-- Start --

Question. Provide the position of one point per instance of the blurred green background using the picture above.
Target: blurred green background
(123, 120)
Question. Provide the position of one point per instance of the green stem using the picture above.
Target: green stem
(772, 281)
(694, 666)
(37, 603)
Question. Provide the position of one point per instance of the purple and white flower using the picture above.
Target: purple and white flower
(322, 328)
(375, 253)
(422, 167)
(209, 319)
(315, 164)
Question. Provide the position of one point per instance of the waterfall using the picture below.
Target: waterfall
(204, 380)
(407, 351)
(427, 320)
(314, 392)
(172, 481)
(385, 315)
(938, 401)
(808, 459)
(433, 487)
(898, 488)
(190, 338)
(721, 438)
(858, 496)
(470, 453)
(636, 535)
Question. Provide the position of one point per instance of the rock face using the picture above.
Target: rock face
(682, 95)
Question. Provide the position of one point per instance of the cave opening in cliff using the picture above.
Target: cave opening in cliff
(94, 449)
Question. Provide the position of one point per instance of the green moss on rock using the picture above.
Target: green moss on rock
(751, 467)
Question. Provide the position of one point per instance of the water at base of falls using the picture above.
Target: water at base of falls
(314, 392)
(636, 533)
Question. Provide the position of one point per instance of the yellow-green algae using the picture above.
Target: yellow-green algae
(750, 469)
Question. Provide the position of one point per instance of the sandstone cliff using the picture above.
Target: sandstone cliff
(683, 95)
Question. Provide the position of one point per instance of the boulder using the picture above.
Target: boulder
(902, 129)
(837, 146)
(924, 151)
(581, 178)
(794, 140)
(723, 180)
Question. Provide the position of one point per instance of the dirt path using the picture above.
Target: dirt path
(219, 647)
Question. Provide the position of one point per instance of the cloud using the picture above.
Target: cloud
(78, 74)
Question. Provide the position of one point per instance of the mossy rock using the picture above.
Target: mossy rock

-- End --

§ **GIVEN INSTRUCTION**
Render every line of the material above as a Markdown table with two columns, Row (a running number) and Line (the line itself), omitting any blank lines.

§ **ANSWER TO THIS TASK**
| Row | Line |
|---|---|
| 1 | Question. Provide the position of one point per instance of the blurred green background using the picture above. |
| 2 | Target: blurred green background |
| 3 | (123, 120) |
| 4 | Question. Provide the position of one point per instance of the green stem using the picture above. |
| 5 | Target: green stem |
| 6 | (772, 281) |
| 7 | (694, 666) |
| 8 | (37, 603) |
| 9 | Question. Provide the position of one point per instance of the purple and white flower using the picture above. |
| 10 | Target: purple and white flower |
| 11 | (322, 328) |
| 12 | (375, 253) |
| 13 | (422, 167) |
| 14 | (209, 319) |
| 15 | (315, 164) |
| 16 | Question. Provide the position of one point per instance of the waterfall using the picture below. |
| 17 | Target: waterfall |
| 18 | (204, 380) |
| 19 | (407, 351) |
| 20 | (427, 320) |
| 21 | (314, 392) |
| 22 | (172, 481) |
| 23 | (385, 315) |
| 24 | (938, 401) |
| 25 | (808, 459) |
| 26 | (433, 487) |
| 27 | (898, 488) |
| 28 | (190, 338) |
| 29 | (721, 438) |
| 30 | (858, 496) |
| 31 | (470, 453) |
| 32 | (636, 535) |
| 33 | Question. Provide the position of one point per instance of the rock face using the picture above. |
| 34 | Target: rock face |
| 35 | (682, 95) |
| 36 | Question. Provide the position of one point per instance of the cave opening in cliff using the picture above. |
| 37 | Target: cave opening in cliff |
| 38 | (94, 449) |
| 39 | Question. Provide the position of one point per instance of the green moss on rock using the picture above. |
| 40 | Target: green moss on rock |
| 41 | (751, 467) |
| 42 | Question. Provide the position of one point per instance of the water at base of falls using the picture above. |
| 43 | Target: water at base of falls |
| 44 | (314, 392) |
| 45 | (636, 533) |
| 46 | Question. Provide the position of one point per instance of the yellow-green algae using the picture above. |
| 47 | Target: yellow-green algae |
| 48 | (750, 469) |
| 49 | Question. Provide the position of one point per instance of the sandstone cliff using the picture above. |
| 50 | Target: sandstone cliff |
| 51 | (683, 95) |
| 52 | Question. Provide the position of one point per instance of the boulder using the picture above. |
| 53 | Target: boulder |
| 54 | (902, 129) |
| 55 | (837, 146) |
| 56 | (924, 151) |
| 57 | (581, 178) |
| 58 | (794, 140) |
| 59 | (723, 180) |
| 60 | Question. Provide the position of one point per instance of the dirt path using the picture above. |
| 61 | Target: dirt path |
| 62 | (219, 647) |
| 63 | Question. Provide the position of one point per instance of the cloud using the picture above. |
| 64 | Target: cloud |
| 65 | (78, 74) |
| 66 | Question. Provide the position of one point per instance of the mossy rock using the picture above. |
| 67 | Target: mossy rock |